**** TEXT PASSAGE ****
Firms producing innovation have the motivation to geographically diversify to achieve more and higher returns on investments in producing the innovation (Caves, 1982). This is exceptionally true in a new competitive world in which global competition in markets has placed more emphasis and importance on innovation to

develop a competitive advantage (Bettis & Hitt, 1995). Innovation resulting from improved firm performance may lead a firm to achieve a competitive advantage in international markets (Porter, 1990). Crepon et al. (1998) in a recursive model estimate innovation inputs in an investment function. They show that a firms’ decision to invest in innovation increases with market share, diversification, and with demand pull and technology push forces. Using indicators of economic performance such as sales, firm’s labor productivity and market value, studies in this vein have recurrently shown performance leads to superior firm innovation. Evidence in regard to the ability of firms in developing countries to transform R&D into innovation is much more mixed than in case of firms in industrialized countries, which prompts a suggestion that firms in developing countries may refocus on performance that would transform into innovation.

3. METHOD, DATA, AND VARIABLES

3.1. Data and Method

The data for the analysis in this study come from the enterprise survey14 _{database, World Bank.}

Contrary, previous studies (Lööf & Heshmati, 2008; Jones, 1995; Van Reenen, 1997 Griffith, et al., 2006) have estimated models on the relationship between innovation and performance using the CDM-model which in recent years have been frequently used for analyzing CIS data. Further, the same studies on innovation and performance relationships have used National Innovation Surveys, Community Innovation Surveys and panel data for developed countries specifically European countries. The Enterprise survey data used in this paper is a multi-topic firm-level survey that collects data of firms’ characteristics, balance sheet and firms’ experience of the business environment. The survey was implemented in 2013 and yields a cross-section data set from there countries; Uganda, Kenya, and Tanzania in the East African region. This type of data provides a suitable possibility for conducting research with firms as the units of observation. Enterprise data has been used in other studies in the like Yang, (2017). Enterprise survey data are increasingly being seen as a key data for the study of innovation at the firm level in developing countries. The enterprise survey questionnaire is extensive and covers different aspects of a firm and enables researchers to explore the relationship between firm performance and innovation strategies. The total population in this study consists of 2356 firms from the service and manufacturing sectors. The total number of firms is based on country surveys from each country with 781 firms from Kenya, 762 firms from Uganda and 813 from Tanzania. The data from firms consist of information on, for example, total sales, total expenditures, number of employees, exports and ownership structure. Monetary values are for 2013 as a fiscal year and were converted from the local currency units to USD, using exchange rates from

14 An enterprise survey is a firm-level survey of a representative sample of an economy’s private sector collected by Enterprise Analysis Unit, the World Bank Group.
****
* [TASKS AND EXERCISES]:
a) Translate this sentence from the passage on innovation and firm performance into Spanish: "This type of data provides a suitable possibility for conducting research with firms as the units of observation."
b) Reproduce word for word the stretch of the passage on innovation and firm performance between "14 An enterprise" and "World Bank Group.", inclusive.
c) Carry the passage on innovation and firm performance forward from its end.
**** INFORMATION SHOWN ****
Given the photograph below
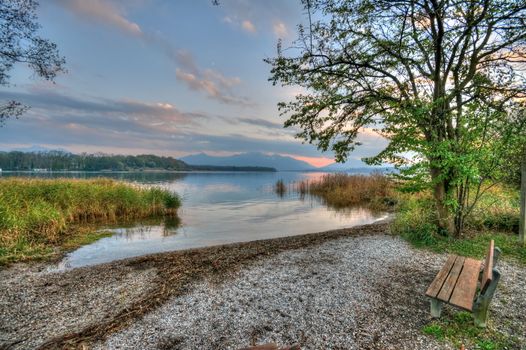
****
* [RESULTS OF THE EXERCISE]:
a) Este tipo de datos ofrece una posibilidad adecuada para realizar investigaciones con las empresas como unidades de observación.

b)
14 An enterprise survey is a firm-level survey of a representative sample of an economy’s private sector collected by Enterprise Analysis Unit, the World Bank Group.

c)
the World Bank Indicators (official exchange rate; local currency unit per USD, period average.

3.2. Variables

For the purpose of this paper, two dependent variables are used as they are interrelated. The first is the performance measured at firm level as total annual sales. To be able to analyze firm performance, I consider firm total sales as a measure of performance, even though it’s the crudest, it’s the best available measure from surveys. Total sales as a measure of performance have been previously used in economics and firm studies (e.g. Yang, 2017; Friesenbichler and Peneder, 2016). The second dependent variable is a binary and states whether or not the firm has introduced a product or process innovation sometime in the last three years. In this paper, it is hypothesized that both the dependent variables simultaneously determine each other. Innovation through R&D determines firm performance and firm performance through productivity measures affect positively innovation levels (Lööf & Heshmati, 2008). Jones (1995), Van Reenen, (1997) are of the view that innovation through R&D makes a vital contribution to firms’ sales performance, productivity, and profit. There is a strong relationship between innovation and performance (Lööf & Heshmati, 2008).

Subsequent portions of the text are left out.